### DATA FOR THIS EXERCISE
____

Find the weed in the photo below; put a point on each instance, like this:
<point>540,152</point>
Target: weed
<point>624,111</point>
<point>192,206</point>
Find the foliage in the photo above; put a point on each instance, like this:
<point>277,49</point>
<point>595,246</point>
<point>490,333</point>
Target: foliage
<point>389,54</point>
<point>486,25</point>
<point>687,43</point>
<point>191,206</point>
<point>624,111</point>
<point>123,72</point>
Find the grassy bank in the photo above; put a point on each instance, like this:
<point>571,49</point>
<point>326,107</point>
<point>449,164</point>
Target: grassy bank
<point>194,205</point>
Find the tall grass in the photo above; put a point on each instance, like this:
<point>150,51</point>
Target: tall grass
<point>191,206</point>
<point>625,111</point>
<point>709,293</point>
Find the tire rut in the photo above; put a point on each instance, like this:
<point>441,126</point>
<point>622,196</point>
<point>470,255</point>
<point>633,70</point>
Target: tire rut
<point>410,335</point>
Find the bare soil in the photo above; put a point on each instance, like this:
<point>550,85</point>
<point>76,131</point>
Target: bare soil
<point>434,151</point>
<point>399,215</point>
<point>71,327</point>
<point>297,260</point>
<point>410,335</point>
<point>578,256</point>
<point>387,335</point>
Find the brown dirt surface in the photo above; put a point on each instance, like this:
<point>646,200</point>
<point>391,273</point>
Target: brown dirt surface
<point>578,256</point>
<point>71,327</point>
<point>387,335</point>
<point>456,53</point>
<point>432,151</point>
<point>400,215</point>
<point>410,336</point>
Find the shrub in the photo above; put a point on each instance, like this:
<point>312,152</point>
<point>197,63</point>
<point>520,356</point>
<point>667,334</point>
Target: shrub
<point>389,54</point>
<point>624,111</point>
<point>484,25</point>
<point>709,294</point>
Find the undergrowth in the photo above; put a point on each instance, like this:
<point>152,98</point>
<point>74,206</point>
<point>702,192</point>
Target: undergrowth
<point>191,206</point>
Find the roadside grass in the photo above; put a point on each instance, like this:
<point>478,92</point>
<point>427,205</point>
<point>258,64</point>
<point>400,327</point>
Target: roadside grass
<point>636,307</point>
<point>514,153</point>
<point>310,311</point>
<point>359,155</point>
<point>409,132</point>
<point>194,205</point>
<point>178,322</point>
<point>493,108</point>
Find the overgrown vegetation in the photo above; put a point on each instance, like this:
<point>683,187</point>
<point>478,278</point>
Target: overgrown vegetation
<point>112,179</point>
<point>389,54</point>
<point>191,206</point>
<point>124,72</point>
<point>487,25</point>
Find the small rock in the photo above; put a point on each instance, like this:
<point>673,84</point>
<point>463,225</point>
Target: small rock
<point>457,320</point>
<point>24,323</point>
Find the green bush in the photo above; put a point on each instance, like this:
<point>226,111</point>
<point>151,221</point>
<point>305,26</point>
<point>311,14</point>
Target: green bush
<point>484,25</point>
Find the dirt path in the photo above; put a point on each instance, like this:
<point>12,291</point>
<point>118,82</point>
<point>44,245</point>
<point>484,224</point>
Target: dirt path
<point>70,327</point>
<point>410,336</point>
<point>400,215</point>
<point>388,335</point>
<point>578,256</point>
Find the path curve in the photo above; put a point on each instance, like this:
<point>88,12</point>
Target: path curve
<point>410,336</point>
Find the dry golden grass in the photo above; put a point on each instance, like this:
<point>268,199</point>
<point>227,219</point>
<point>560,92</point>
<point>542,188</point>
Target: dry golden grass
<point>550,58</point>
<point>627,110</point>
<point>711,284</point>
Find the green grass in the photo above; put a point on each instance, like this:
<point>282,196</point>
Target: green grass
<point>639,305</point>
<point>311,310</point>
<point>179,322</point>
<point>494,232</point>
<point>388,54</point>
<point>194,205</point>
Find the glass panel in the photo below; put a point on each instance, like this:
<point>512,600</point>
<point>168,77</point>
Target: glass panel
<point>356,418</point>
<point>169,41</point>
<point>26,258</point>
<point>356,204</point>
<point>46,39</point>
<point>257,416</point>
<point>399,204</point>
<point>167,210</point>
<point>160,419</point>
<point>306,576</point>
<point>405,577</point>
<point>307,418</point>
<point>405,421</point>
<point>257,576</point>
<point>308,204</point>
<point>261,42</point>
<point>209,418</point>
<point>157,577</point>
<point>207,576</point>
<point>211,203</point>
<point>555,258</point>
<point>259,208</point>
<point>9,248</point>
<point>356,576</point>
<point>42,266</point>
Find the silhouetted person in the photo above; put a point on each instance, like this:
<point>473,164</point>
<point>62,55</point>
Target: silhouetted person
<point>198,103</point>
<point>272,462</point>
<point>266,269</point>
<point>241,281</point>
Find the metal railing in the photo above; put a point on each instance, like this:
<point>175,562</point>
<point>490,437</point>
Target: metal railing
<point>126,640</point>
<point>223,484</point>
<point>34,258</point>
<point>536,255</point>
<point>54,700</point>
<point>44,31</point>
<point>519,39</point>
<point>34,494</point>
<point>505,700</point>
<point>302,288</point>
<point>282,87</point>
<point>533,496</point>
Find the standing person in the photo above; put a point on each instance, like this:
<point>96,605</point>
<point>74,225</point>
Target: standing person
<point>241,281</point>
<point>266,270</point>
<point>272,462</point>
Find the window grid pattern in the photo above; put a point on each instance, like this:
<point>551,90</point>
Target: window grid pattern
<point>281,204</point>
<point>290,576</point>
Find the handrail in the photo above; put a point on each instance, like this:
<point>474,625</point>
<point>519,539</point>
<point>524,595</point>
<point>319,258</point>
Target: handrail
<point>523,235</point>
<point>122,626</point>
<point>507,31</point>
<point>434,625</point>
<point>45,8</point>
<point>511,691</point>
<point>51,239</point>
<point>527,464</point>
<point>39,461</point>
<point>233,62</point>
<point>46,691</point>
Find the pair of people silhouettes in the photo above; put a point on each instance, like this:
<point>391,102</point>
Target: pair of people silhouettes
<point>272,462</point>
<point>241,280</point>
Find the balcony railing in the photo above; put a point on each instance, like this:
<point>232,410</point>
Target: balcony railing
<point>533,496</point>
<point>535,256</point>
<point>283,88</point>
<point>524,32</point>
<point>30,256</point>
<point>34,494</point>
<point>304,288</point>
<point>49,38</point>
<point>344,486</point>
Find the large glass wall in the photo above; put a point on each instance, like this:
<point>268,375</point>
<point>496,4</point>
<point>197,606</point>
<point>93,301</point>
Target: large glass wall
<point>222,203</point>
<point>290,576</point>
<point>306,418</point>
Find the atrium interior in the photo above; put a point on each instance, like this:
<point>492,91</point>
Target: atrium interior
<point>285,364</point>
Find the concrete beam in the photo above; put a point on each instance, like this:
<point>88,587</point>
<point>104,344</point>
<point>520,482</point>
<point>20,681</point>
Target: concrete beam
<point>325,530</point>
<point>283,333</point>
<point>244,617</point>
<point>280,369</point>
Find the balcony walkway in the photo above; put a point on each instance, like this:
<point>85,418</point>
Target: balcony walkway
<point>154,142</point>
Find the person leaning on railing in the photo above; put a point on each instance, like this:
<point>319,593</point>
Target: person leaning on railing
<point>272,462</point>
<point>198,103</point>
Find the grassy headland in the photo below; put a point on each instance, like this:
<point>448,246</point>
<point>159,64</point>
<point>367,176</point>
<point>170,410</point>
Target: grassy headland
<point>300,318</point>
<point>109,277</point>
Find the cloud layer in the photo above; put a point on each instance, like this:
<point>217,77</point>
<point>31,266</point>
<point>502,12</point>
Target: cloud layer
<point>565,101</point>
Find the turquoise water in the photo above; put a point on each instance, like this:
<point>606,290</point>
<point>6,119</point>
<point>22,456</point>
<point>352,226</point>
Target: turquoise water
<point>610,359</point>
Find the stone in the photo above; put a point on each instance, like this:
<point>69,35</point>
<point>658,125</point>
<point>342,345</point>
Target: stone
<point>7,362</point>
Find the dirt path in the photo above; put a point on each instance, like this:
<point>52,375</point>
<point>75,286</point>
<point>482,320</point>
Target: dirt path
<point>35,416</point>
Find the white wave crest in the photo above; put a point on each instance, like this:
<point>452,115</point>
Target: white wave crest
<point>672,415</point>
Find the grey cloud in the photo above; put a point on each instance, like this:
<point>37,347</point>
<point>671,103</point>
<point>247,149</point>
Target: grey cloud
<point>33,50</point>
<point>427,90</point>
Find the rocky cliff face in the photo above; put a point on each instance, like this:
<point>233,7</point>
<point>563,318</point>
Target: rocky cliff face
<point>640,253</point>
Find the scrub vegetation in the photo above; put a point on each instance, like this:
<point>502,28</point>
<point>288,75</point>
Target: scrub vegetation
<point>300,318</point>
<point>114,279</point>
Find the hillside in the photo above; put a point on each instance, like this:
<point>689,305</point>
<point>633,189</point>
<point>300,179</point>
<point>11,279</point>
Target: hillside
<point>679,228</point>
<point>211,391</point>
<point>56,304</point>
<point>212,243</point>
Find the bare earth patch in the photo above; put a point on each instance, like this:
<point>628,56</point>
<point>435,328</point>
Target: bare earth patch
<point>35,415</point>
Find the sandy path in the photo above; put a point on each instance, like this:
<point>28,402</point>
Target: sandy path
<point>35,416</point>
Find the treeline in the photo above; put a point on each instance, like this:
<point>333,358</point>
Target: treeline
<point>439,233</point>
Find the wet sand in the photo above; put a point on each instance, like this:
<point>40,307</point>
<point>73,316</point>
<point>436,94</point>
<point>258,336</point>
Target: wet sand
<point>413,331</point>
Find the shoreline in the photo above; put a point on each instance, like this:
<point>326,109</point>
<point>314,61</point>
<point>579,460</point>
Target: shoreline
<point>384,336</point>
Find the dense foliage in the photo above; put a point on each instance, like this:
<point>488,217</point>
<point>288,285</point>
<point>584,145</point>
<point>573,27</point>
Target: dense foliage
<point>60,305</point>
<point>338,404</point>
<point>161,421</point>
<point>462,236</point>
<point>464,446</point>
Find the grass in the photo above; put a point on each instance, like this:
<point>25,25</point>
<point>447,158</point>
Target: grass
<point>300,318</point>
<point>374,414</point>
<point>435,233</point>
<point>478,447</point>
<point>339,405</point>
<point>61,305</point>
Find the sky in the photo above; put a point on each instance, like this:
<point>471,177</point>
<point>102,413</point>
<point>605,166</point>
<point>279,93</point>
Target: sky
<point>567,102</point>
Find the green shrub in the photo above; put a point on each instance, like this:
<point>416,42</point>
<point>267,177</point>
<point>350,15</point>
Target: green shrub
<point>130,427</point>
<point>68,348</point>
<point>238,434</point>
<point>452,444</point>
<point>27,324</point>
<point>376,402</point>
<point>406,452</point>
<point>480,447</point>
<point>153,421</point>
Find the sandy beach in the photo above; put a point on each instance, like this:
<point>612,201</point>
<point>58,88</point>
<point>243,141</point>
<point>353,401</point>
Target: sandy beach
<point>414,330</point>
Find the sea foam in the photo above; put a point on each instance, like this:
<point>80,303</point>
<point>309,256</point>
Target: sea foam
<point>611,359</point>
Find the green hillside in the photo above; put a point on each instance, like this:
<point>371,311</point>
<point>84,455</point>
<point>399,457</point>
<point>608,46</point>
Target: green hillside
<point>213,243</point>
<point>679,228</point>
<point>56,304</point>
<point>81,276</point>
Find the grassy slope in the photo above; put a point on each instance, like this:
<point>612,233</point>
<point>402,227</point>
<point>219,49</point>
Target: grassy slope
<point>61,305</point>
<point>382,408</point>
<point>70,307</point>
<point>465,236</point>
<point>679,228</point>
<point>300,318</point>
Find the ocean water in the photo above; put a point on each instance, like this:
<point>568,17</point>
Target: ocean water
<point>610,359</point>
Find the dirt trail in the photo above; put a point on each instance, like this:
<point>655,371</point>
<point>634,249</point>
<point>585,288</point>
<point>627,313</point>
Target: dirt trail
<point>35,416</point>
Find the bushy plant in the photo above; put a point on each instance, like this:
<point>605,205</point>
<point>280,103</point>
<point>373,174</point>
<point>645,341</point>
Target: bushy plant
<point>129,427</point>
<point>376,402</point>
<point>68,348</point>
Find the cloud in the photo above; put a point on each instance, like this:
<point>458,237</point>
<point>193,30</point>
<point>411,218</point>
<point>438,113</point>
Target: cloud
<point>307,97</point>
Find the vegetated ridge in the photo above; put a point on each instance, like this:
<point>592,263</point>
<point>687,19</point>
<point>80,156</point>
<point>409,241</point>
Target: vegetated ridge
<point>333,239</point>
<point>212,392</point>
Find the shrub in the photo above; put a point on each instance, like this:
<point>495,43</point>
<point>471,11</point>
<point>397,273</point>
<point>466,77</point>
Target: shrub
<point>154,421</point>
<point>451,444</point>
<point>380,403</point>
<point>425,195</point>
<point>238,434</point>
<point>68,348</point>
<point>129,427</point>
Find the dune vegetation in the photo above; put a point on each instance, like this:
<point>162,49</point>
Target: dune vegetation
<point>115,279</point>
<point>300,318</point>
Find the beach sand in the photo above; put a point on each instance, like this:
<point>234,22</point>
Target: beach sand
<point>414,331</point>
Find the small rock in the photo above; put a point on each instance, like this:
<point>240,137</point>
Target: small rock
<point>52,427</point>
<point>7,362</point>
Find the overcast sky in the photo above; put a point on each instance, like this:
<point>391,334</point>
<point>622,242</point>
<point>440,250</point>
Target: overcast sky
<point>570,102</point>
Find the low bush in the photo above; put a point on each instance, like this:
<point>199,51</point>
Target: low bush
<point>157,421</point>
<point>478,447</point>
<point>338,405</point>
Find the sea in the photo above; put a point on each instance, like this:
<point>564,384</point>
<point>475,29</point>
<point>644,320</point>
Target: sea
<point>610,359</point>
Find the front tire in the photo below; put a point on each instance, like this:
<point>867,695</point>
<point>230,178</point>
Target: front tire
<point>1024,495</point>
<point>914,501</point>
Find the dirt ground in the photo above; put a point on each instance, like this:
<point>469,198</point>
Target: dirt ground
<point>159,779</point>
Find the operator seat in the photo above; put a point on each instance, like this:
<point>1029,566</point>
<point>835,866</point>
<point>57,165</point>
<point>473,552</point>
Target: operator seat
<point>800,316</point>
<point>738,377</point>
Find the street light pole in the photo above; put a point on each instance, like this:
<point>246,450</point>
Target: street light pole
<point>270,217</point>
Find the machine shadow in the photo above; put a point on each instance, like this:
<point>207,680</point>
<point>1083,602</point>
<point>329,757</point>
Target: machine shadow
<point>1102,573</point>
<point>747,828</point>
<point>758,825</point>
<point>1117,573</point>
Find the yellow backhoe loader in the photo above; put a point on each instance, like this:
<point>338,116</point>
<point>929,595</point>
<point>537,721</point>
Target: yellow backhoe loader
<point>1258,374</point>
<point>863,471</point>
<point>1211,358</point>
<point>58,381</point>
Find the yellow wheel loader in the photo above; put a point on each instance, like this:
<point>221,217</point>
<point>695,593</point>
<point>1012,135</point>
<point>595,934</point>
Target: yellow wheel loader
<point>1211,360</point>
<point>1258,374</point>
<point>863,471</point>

____

### EXERCISE BRIEF
Please reproduce the entries from the line containing "Find the concrete" through the line containing "<point>109,277</point>", swapping "railing" for "handrail" and leaving everything else unchanged.

### SOLUTION
Find the concrete beam in the photo above; put a point on each instance, like this:
<point>88,587</point>
<point>104,344</point>
<point>520,482</point>
<point>20,681</point>
Target: concrete beam
<point>325,530</point>
<point>283,333</point>
<point>244,617</point>
<point>280,369</point>
Find the balcony walkway in the photo above; put a point on each instance, like this:
<point>85,418</point>
Target: balcony walkway
<point>154,142</point>
Find the person leaning on handrail in the photo above; put a point on each instance, like this:
<point>319,593</point>
Target: person leaning on handrail
<point>272,462</point>
<point>198,103</point>
Find the grassy headland in the photo below; put a point on each instance, like this:
<point>448,246</point>
<point>159,64</point>
<point>367,176</point>
<point>170,410</point>
Target: grassy headland
<point>300,318</point>
<point>109,277</point>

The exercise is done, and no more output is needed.